-- THE DATA follows --
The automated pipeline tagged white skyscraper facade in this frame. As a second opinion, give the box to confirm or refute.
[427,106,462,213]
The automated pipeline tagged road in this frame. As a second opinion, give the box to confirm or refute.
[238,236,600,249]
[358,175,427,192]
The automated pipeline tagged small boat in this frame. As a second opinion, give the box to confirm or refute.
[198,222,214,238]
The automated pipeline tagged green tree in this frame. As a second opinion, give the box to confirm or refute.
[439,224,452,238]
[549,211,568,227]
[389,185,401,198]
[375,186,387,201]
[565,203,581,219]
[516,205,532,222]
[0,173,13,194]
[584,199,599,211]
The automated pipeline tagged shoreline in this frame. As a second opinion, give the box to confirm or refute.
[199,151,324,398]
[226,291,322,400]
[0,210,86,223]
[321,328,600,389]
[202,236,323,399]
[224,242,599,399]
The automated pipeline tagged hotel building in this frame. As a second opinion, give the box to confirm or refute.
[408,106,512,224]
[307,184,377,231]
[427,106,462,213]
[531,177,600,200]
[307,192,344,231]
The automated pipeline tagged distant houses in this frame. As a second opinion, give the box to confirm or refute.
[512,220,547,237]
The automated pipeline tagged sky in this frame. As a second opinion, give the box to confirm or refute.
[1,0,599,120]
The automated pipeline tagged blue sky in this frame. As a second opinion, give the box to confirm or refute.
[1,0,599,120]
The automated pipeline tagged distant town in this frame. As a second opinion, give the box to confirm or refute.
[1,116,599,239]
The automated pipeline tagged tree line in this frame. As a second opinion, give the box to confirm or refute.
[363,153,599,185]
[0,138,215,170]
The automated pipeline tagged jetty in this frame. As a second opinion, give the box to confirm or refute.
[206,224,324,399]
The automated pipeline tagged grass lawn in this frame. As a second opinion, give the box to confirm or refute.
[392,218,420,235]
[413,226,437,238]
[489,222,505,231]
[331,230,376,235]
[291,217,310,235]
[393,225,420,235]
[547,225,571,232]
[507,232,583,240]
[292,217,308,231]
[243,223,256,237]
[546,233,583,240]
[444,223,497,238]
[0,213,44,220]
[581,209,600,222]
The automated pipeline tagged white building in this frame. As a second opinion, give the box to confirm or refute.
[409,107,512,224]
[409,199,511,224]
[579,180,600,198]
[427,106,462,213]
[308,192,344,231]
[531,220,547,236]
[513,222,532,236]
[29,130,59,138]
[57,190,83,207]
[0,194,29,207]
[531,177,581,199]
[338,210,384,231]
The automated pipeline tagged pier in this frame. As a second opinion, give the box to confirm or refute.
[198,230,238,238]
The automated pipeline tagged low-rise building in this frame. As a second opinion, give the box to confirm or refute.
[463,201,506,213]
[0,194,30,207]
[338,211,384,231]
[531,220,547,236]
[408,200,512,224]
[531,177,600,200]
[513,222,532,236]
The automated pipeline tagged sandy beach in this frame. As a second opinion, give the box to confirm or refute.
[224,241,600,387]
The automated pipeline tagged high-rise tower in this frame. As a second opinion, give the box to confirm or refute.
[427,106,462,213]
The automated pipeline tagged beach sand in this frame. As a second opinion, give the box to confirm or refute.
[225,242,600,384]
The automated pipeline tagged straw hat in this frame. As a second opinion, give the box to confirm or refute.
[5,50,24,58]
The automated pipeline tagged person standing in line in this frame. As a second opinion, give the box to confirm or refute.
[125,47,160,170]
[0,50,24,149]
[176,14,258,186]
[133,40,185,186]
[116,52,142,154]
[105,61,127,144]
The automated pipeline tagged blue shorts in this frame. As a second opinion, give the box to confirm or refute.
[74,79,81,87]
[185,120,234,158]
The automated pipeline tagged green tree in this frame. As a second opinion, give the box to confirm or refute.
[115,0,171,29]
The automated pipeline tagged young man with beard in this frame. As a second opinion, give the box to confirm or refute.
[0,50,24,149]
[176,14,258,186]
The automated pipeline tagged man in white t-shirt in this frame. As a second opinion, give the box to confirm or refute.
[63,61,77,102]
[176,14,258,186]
-- THE DATA concluded --
* [YOUR INSTRUCTIONS]: Write out every entry once more, precisely as it stands.

* [FINISHED TASK]:
The automated pipeline tagged white skyscraper facade in this frame. As a second opinion, give the box to confirm or refute.
[427,106,462,213]
The automated pipeline tagged road in this frame. As a second opinion, give the box to confirm or refute.
[238,236,600,249]
[358,175,427,192]
The automated pipeline tagged small boat in this frame. As a second opinion, give the box to confirm or refute.
[198,222,214,238]
The automated pipeline tagged green tree in this frame. As a second opinion, give the box to confirm or refute.
[439,224,452,238]
[549,211,568,227]
[389,185,401,198]
[375,186,387,201]
[565,203,581,219]
[516,205,532,222]
[0,173,13,194]
[584,199,599,211]
The automated pipeline tagged shoreline in this frame. As a second opinion, give the box to confirm or refute.
[199,151,324,398]
[226,291,322,400]
[0,210,86,223]
[321,328,600,389]
[202,236,323,399]
[224,242,599,399]
The automated pipeline tagged hotel building in this frame. As a second opinion, give the box to confirm or refute.
[408,106,512,224]
[307,184,377,231]
[427,106,462,213]
[531,177,600,200]
[307,192,344,231]
The automated pipeline tagged distant houses in this frame. As a second opinion, give the box to confirm or refute.
[512,220,547,237]
The automated pipeline tagged sky in this frame. As a second opinion, give the box to confirm or refute.
[1,0,599,120]
The automated pipeline tagged blue sky in this frame. As a second opinion, give the box to confirm or refute.
[1,0,599,120]
The automated pipeline tagged distant town in this frame. As a second opinion, give the box to confirm or refute.
[1,116,599,239]
The automated pipeline tagged tree line in this frame. As a second opinion, give the box to confirm or refute.
[363,153,599,185]
[0,138,215,170]
The automated pipeline tagged jetty in this frame. As a second opinion, give the box to confirm or refute.
[206,224,324,399]
The automated pipeline tagged grass lawn in this frame. As a second opinion, give the box to confirm or refute.
[392,218,420,235]
[413,226,437,238]
[489,222,505,231]
[331,230,376,235]
[291,217,310,235]
[393,225,420,235]
[547,225,571,232]
[507,232,583,240]
[292,217,308,231]
[243,223,256,237]
[546,233,583,240]
[444,223,497,238]
[0,213,44,220]
[581,209,600,222]
The automated pipeline tagged white building in this frame. As a second opinion, give the box to confirm or refute.
[409,107,512,224]
[409,199,511,224]
[579,180,600,198]
[427,106,462,213]
[308,192,344,231]
[531,220,547,236]
[513,222,532,236]
[29,130,59,138]
[57,190,83,207]
[0,194,29,207]
[531,177,581,199]
[338,210,384,231]
The automated pipeline tagged pier in this frame. As a second opinion, give the box to confirm or refute.
[198,230,238,238]
The automated pipeline tagged low-rise building in this frame. As a second opinion, give the box to confirm or refute.
[463,201,506,213]
[0,194,30,207]
[338,211,384,231]
[531,220,547,236]
[408,200,512,224]
[531,177,600,200]
[513,222,532,236]
The automated pipeline tagged sandy beach in this frame. As a second opinion, give the box to confirm or refute.
[224,241,600,387]
The automated pipeline tagged high-rise tower in this frame. As a second opinion, give the box to confirm or refute.
[427,106,462,213]
The automated pipeline tagged beach sand in this frame. As a second opinion, give the box to confirm or refute.
[225,242,600,384]
The automated pipeline tagged straw hat in this frame. As a second opinion, give the box to confirm or refute.
[5,50,24,58]
The automated pipeline tagged person standing in line in this frame. As a second opinion, give the box to confirm or refute.
[125,47,160,170]
[0,50,24,149]
[176,14,258,186]
[133,40,185,186]
[116,52,142,154]
[105,61,127,144]
The automated pipeline tagged blue shorts in this frame. As a second opinion, give the box to confirm or refute.
[74,79,81,87]
[185,120,234,158]
The automated pipeline tagged green tree in this frame. As a second opinion, give the box to confirm or refute.
[115,0,171,29]
The automated pipeline tagged young man with beard in this frame. As a second opinion, give the box to confirm or refute.
[0,50,24,149]
[176,14,258,186]
The automated pipeline tagged man in white t-shirt in this frame. As a second opinion, give the box to confirm or refute.
[63,61,77,102]
[176,14,258,186]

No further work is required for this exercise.